Non è perciò ipocrita, da parte di Giorgia Meloni in primis - essendo lei a capo del Governo - appellarsi alla Costituzione per cestinare una legge di civiltà, quando non ha condannato un gesto vile che va contro i principi costituzionali come quello accaduto durante Acca Larentia, e quando è presidente di un partito nato da un altro - l’MSI - fondato da reduci della Repubblica Sociale italiana e ex esponenti del regime fascista di Mussolini? L’integrità dovrebbe valere sempre, in ogni circostanza, e non a convenienza.
Veniamo ora ai valori personali, che faremo differire dall’ideologia per un aspetto: di un’ideologia spesso si sposano anche gli aspetti che si reputano sbagliati - non possiamo credere che tutti e 13 i consiglieri regionali toscani di centrodestra fossero davvero contrari alla legge sul fine vita; è più plausibile che abbiano votato contro per seguire i dettami del partito, metafora dell’ideologia-, mentre i valori hanno a che fare con una visione del mondo ben precisa. Ebbene, quando i valori personali vanno a ledere i diritti altrui, devono essere rivisitati.
Paolo Augusto Lojudice, presidente della Conferenza Episcopale Toscana, ha commentato dicendo che “sancire con una legge regionale il diritto alla morte non è un traguardo, ma una sconfitta per tutti”. Dello stesso avviso i vescovi toscani, che riuniti a Livorno lo scorso 28 gennaio, si sono espressi dicendo che, secondo la Costituzione, “non c’è il diritto a morire ma a essere curati, e che il sistema sanitario deve migliorare le condizioni di vita, e non dare la morte”. Il valore della vita a tutti costi, anche quando è ostacolata da sofferenze indicibili, èriconducibile alla sfera della religione cristiana. Ma Lojudice e i vescovi toscani sanno benissimo che non esiste solo il cristianesimo, ed è ingiusto parlare di sconfitta nei confronti di una legge che dona ulteriore libertà di scelta a pazienti gravemente malati. Un ateo o un agnostico non hanno accolto Gesù nella propria vita, e sul tema della morte avranno valori differenti da quelli del cristianesimo.

--- COMPITI RICHIESTI ---
A) Elenca tutte le persone citate per nome nell'estratto sulla legge sul fine vita.
B) Stabilisci se le seguenti affermazioni concordano con l'estratto sulla legge sul fine vita, citando le parole decisive: (i) i consiglieri regionali toscani di centrodestra erano 13; (ii) i vescovi toscani si sono riuniti a Firenze; (iii) Paolo Augusto Lojudice presiede la Conferenza Episcopale Toscana.
C) Prosegui l'estratto sulla legge sul fine vita dopo l'ultima frase riportata.
I record provengono da una fonte diversa dall'estratto.

--- DATI ESTRATTI ---

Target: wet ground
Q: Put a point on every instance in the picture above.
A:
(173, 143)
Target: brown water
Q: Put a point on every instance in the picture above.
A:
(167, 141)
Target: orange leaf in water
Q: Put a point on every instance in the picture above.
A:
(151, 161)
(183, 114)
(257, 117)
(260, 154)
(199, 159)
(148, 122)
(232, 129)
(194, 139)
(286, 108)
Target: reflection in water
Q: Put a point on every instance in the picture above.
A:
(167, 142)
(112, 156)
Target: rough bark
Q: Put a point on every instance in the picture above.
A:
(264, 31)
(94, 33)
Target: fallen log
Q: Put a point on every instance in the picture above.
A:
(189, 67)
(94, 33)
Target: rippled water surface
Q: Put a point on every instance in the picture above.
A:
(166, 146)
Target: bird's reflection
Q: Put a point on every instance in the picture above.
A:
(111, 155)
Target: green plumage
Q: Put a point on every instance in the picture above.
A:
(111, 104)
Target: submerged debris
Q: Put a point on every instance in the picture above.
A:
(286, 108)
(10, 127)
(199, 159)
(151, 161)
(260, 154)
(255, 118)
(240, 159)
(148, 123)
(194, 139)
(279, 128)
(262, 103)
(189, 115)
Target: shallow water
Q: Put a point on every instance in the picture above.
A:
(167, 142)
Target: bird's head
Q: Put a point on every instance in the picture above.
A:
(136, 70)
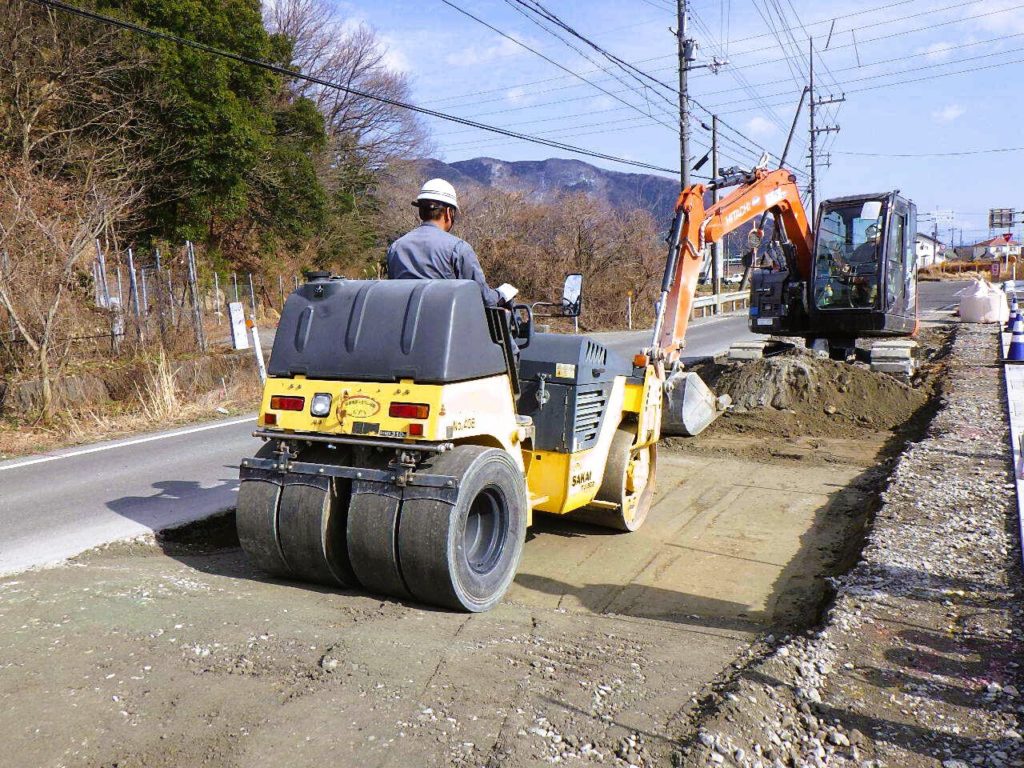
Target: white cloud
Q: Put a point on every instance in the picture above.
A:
(937, 51)
(760, 126)
(474, 55)
(518, 96)
(394, 58)
(948, 114)
(1005, 16)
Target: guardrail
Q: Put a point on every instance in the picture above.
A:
(713, 304)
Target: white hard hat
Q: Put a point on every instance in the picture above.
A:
(438, 190)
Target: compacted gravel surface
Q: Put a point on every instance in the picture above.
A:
(918, 663)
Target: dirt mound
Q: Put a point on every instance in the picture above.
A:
(798, 391)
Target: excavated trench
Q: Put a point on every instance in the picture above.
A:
(606, 650)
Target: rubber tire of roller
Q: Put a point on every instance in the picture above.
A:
(311, 522)
(431, 532)
(256, 522)
(373, 542)
(613, 485)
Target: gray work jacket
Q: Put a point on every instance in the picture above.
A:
(430, 253)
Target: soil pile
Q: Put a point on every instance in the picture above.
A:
(798, 392)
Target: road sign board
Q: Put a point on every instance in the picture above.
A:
(1000, 218)
(240, 335)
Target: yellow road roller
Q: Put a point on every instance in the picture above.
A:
(412, 433)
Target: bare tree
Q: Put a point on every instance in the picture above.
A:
(326, 47)
(47, 228)
(72, 160)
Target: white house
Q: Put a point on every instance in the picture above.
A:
(995, 249)
(930, 251)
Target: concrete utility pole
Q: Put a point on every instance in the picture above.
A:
(716, 248)
(814, 150)
(686, 55)
(815, 102)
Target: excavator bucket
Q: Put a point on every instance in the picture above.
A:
(689, 404)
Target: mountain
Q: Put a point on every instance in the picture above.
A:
(550, 178)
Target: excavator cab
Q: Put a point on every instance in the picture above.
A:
(860, 283)
(863, 258)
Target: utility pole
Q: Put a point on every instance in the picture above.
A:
(814, 148)
(686, 55)
(815, 102)
(716, 249)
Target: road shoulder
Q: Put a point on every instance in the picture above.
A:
(918, 663)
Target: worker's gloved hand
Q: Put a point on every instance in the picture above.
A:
(507, 292)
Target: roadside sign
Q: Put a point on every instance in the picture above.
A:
(240, 335)
(1000, 218)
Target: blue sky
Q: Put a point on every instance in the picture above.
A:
(457, 66)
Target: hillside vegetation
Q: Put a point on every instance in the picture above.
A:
(111, 140)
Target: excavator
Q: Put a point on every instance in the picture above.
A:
(853, 278)
(412, 433)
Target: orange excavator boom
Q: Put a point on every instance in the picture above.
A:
(758, 193)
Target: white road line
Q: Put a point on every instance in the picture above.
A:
(125, 443)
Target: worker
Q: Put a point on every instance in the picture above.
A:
(431, 252)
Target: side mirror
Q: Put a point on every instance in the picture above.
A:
(871, 210)
(572, 296)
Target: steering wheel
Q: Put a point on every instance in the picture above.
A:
(521, 327)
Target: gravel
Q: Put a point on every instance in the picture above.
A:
(918, 662)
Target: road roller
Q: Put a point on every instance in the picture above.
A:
(412, 434)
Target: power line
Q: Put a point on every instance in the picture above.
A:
(290, 74)
(546, 58)
(963, 153)
(911, 80)
(525, 10)
(538, 8)
(472, 94)
(733, 69)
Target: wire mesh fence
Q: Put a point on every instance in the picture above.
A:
(171, 297)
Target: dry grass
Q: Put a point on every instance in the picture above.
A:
(161, 404)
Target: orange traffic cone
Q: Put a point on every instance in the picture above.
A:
(1016, 350)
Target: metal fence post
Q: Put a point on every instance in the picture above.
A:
(252, 294)
(133, 296)
(145, 294)
(102, 273)
(194, 287)
(216, 296)
(5, 268)
(170, 299)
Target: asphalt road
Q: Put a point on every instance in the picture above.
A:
(57, 505)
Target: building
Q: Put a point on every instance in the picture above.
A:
(930, 251)
(996, 249)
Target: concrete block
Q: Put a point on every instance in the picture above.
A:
(895, 368)
(747, 350)
(893, 349)
(892, 353)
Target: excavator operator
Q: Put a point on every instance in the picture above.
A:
(431, 252)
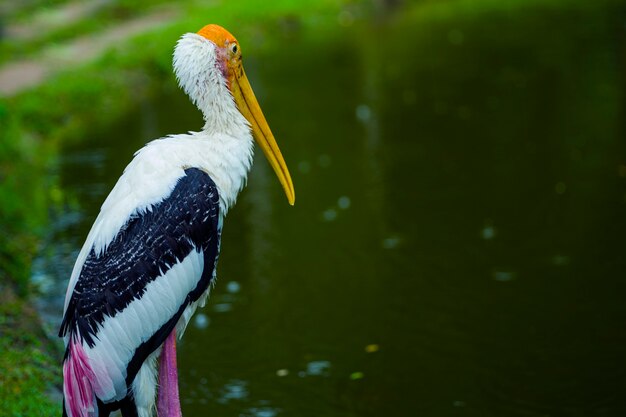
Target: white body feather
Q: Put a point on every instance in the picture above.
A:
(223, 149)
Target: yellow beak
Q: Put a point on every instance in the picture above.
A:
(250, 109)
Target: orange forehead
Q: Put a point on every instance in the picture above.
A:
(217, 34)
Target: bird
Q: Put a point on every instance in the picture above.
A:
(150, 257)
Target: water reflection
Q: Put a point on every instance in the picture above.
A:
(456, 246)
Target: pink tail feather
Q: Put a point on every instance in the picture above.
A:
(78, 378)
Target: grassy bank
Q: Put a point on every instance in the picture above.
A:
(91, 96)
(66, 107)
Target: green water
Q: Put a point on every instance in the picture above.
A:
(461, 205)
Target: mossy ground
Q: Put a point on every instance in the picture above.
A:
(30, 369)
(34, 123)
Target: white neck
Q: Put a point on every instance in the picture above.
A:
(226, 140)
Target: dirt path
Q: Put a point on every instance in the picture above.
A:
(20, 75)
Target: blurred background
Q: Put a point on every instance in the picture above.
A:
(458, 243)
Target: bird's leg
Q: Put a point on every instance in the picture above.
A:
(168, 404)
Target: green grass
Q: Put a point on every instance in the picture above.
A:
(90, 97)
(27, 370)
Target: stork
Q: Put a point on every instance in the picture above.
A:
(150, 257)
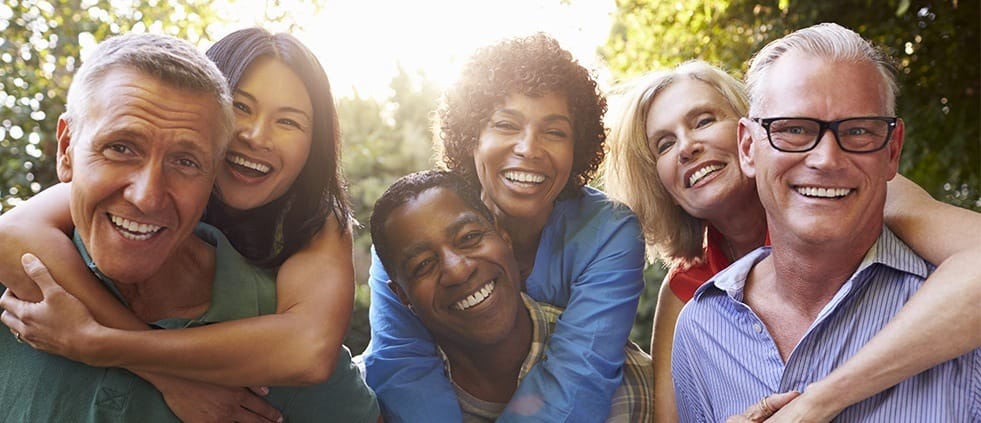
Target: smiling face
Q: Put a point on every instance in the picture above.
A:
(524, 155)
(141, 163)
(691, 130)
(273, 132)
(825, 194)
(454, 269)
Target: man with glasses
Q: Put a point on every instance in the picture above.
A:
(821, 143)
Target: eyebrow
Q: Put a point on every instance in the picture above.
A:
(287, 109)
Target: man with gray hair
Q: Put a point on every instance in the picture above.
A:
(147, 121)
(821, 141)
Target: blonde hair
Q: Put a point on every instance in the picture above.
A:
(828, 40)
(630, 170)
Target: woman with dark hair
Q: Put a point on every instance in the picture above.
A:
(279, 198)
(523, 125)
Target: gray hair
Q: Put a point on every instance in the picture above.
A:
(630, 171)
(173, 61)
(827, 40)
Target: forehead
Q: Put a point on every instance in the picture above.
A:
(269, 80)
(146, 109)
(551, 105)
(681, 98)
(808, 85)
(430, 217)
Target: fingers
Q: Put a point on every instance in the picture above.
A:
(778, 401)
(261, 409)
(37, 272)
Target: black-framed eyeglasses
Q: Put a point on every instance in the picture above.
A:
(854, 135)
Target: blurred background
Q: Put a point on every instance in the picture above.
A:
(388, 61)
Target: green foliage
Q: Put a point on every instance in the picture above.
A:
(382, 142)
(936, 44)
(41, 46)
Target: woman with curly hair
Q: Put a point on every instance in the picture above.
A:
(523, 125)
(673, 159)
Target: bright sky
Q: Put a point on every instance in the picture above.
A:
(360, 43)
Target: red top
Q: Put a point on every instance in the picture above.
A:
(683, 283)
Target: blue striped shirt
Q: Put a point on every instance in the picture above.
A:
(725, 360)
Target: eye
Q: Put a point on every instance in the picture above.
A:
(505, 125)
(118, 150)
(471, 239)
(240, 106)
(423, 267)
(290, 122)
(705, 121)
(664, 144)
(188, 163)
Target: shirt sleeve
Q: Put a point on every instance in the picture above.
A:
(585, 354)
(401, 363)
(682, 373)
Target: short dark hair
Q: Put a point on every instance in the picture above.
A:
(533, 66)
(406, 189)
(269, 234)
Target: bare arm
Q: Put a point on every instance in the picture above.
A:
(665, 316)
(298, 345)
(939, 323)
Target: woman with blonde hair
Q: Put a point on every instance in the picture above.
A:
(673, 160)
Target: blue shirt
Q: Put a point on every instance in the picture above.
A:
(725, 360)
(590, 261)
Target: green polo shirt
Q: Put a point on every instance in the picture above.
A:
(40, 387)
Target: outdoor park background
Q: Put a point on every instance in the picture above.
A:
(389, 60)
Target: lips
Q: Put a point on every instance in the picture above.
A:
(133, 230)
(246, 166)
(821, 192)
(701, 172)
(523, 177)
(476, 298)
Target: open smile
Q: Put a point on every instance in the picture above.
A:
(476, 298)
(133, 230)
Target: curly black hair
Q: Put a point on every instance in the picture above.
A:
(534, 66)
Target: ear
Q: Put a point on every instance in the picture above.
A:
(895, 147)
(747, 148)
(399, 292)
(64, 158)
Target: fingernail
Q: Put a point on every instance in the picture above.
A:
(28, 259)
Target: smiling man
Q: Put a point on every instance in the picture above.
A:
(821, 142)
(454, 268)
(147, 121)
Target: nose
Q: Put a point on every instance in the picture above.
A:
(147, 188)
(688, 148)
(528, 144)
(457, 268)
(827, 154)
(255, 134)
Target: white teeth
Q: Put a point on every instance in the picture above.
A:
(823, 192)
(703, 172)
(524, 177)
(132, 230)
(258, 167)
(475, 298)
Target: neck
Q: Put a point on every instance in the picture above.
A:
(490, 372)
(181, 288)
(744, 231)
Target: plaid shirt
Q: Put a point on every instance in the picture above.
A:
(632, 401)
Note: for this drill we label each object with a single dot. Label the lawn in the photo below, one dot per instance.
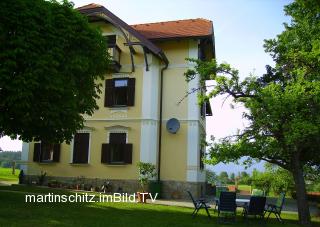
(6, 174)
(15, 212)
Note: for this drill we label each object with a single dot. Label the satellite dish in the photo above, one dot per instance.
(173, 125)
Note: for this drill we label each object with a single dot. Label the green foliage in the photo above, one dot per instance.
(6, 174)
(50, 59)
(244, 178)
(146, 172)
(283, 105)
(211, 177)
(262, 181)
(224, 177)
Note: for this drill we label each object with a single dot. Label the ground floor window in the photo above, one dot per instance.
(81, 148)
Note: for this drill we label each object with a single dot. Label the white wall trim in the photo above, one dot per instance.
(150, 113)
(193, 157)
(117, 129)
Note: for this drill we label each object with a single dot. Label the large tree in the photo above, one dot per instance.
(50, 59)
(283, 106)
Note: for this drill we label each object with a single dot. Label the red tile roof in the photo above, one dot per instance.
(170, 29)
(176, 29)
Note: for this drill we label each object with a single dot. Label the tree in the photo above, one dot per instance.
(283, 105)
(224, 177)
(50, 59)
(211, 177)
(262, 181)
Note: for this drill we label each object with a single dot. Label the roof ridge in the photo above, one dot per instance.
(160, 22)
(95, 5)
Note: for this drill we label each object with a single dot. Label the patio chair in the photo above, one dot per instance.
(227, 204)
(198, 204)
(276, 208)
(255, 207)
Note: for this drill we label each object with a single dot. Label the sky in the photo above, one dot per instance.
(240, 26)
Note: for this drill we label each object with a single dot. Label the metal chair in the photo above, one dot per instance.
(276, 208)
(255, 207)
(227, 204)
(198, 204)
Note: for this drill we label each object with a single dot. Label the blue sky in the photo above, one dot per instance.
(240, 26)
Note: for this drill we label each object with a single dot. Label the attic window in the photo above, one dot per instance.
(111, 40)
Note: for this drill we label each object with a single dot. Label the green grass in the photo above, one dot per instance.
(6, 174)
(15, 212)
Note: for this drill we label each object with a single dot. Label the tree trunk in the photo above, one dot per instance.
(300, 186)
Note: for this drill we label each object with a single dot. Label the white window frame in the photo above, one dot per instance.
(89, 148)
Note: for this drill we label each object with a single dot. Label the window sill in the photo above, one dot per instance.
(46, 162)
(79, 164)
(115, 164)
(120, 107)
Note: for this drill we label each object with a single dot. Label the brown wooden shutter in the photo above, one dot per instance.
(105, 153)
(37, 152)
(56, 152)
(131, 91)
(108, 95)
(81, 148)
(128, 153)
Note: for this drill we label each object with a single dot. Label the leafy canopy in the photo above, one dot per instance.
(50, 59)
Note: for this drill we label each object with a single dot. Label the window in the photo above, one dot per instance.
(119, 92)
(117, 151)
(46, 152)
(205, 109)
(81, 148)
(114, 52)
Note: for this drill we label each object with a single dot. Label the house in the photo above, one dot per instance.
(139, 97)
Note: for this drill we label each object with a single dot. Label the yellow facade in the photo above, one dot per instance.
(177, 162)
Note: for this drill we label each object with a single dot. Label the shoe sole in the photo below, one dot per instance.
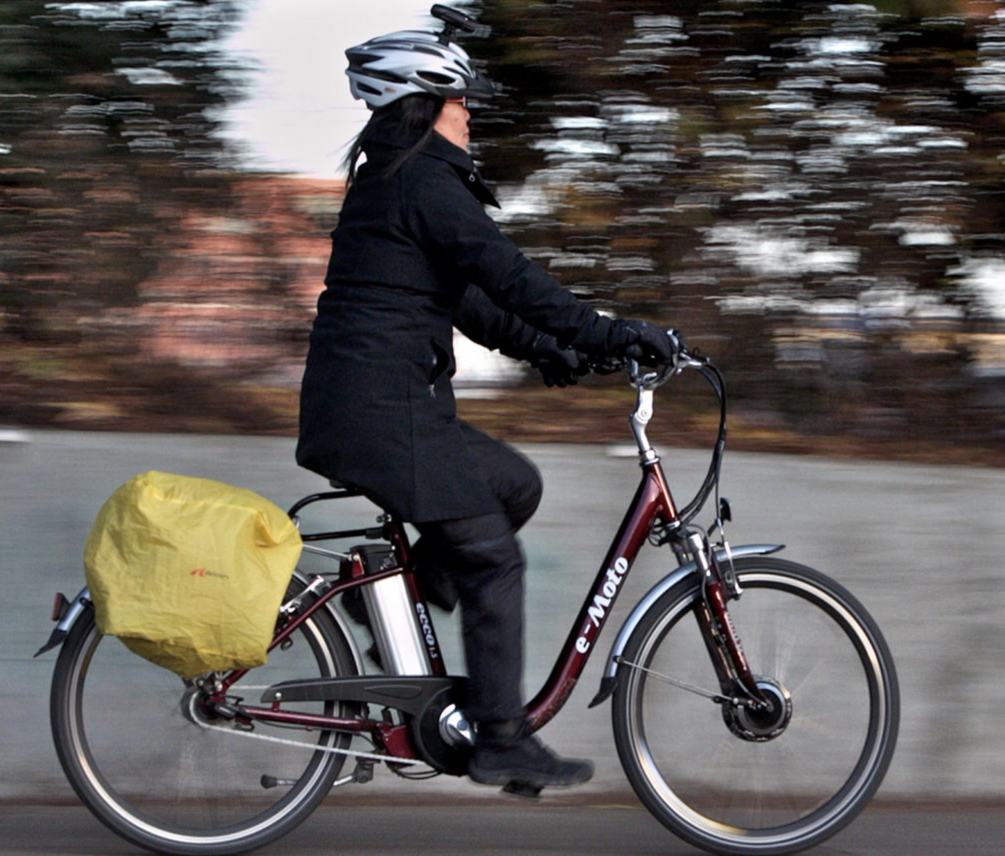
(533, 779)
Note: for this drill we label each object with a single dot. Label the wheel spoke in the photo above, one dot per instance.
(177, 782)
(749, 780)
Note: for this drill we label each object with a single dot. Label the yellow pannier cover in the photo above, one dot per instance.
(190, 573)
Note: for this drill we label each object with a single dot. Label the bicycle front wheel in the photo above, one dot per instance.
(722, 777)
(140, 756)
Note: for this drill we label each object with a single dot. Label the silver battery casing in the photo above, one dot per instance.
(395, 626)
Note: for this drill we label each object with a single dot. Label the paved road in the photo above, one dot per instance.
(499, 827)
(921, 546)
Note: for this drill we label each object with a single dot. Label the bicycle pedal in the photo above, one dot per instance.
(523, 789)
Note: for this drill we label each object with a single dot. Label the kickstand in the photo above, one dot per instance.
(523, 789)
(364, 771)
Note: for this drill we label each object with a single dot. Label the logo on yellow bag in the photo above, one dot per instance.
(202, 572)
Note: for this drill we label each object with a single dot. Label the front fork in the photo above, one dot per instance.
(719, 585)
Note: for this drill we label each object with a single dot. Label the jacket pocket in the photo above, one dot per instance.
(439, 365)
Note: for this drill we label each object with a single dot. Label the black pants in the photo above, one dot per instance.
(482, 558)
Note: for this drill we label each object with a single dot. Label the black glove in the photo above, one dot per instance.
(646, 343)
(560, 367)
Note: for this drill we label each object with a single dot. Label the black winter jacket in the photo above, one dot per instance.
(377, 407)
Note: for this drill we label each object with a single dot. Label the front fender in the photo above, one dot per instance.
(609, 679)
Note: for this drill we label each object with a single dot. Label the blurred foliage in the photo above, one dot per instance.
(812, 192)
(128, 234)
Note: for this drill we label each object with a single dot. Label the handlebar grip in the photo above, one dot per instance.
(453, 18)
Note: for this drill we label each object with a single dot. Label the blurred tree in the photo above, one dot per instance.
(106, 139)
(810, 190)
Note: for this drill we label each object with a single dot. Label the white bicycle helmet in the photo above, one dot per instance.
(389, 67)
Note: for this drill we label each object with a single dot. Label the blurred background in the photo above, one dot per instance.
(812, 192)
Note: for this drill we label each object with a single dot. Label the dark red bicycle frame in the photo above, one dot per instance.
(651, 503)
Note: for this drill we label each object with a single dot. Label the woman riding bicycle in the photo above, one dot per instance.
(414, 255)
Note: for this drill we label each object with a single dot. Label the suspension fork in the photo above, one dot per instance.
(718, 630)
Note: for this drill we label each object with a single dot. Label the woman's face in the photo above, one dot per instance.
(452, 123)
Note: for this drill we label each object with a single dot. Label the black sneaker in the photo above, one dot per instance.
(506, 753)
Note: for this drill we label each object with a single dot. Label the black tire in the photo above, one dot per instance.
(730, 791)
(162, 781)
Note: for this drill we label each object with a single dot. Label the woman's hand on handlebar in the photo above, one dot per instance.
(559, 367)
(643, 342)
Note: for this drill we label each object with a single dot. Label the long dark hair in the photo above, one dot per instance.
(417, 113)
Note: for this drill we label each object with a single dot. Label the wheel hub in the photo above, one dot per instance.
(759, 724)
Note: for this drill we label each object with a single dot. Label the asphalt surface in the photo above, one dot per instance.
(920, 546)
(503, 826)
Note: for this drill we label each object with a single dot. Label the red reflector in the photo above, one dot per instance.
(58, 606)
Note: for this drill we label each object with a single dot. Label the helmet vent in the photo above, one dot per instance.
(435, 78)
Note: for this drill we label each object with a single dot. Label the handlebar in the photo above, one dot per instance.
(454, 21)
(645, 382)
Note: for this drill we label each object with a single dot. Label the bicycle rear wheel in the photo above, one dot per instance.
(716, 774)
(166, 779)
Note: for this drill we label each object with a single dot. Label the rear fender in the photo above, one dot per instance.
(65, 614)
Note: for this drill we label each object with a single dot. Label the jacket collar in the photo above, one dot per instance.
(437, 147)
(440, 148)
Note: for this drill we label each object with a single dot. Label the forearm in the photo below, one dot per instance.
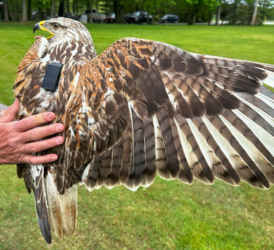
(3, 109)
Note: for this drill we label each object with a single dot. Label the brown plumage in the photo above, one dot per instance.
(139, 109)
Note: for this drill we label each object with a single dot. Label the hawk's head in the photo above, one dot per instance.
(68, 40)
(63, 29)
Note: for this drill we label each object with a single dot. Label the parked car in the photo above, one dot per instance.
(95, 16)
(127, 17)
(35, 15)
(70, 15)
(139, 17)
(111, 18)
(169, 18)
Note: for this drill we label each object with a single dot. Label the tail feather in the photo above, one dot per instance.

--- RISPOSTE AI COMPITI ---
A) Giorgia Meloni, Mussolini, Paolo Augusto Lojudice, Gesù

B)
(i) Sì: "tutti e 13 i consiglieri regionali toscani di centrodestra".
(ii) No: "riuniti a Livorno lo scorso 28 gennaio".
(iii) Sì: "Paolo Augusto Lojudice, presidente della Conferenza Episcopale Toscana".

C)
Fa sorridere il fatto che spesso e volentieri la chiesa debba mettere bocca su questioni delicate come come il fine vita, cercando di apparire come l’unico organo in grado di portare civiltà nel mondo, quando le sue azioni sono, prima di tutto, il prodotto di un testo sacro scritto due millenni fa. Non a caso è aperta ai migranti, ma non al matrimonio gay. La civiltà può essere apportata soltanto da coloro che sono scevri da ogni valore assoluto perché consapevoli che i valori sono mutevoli, in quanto cambiano con il passare del tempo e della società.
Se Lojudice e i vescovi toscani fossero al potere non avremo la legge sul fine vita. Eppure, com’è ovvio, dovrebbe valere il principio la tua libertà finisce dove comincia la mia. Ognuno dev’essere libero di scegliere di cosa fare della propria esistenza, perfino di porne fine se tormentata di dolori, e nessuno deve avere l’autorità di impedirlo. Gli uomini di chiesa dovrebbero limitarsi a far conoscere i propri valori, ma avendo bene in mente che non tutti la pensano come loro; devono insomma rispettare leggi e scelte che sono contrarie alla fede in cui credono se arrecano beneficio alle persone e non ledono nessuno.
Siamo nell’anno 1786, e il Granducato di Toscana è il primo stato al mondo ad abolire la pena di morte, pratica che considerava disumana. Nel caso in questione, Lojudice avrebbe ragione a spendere parole di repulsione nei riguardi di una pratica che toglie la vita a chi vorrebbe vivere. Ma nella legge sul fine vita la situazione è capovolta: è la persona a chiedere di morire. La Toscana è stata la prima al mondo a eliminare la morte legalizzata a chi non la voleva, e la prima in Italia a darla a chi ne ha bisogno. Queste sono lezioni di civiltà che ci rendono fieri di essere toscani.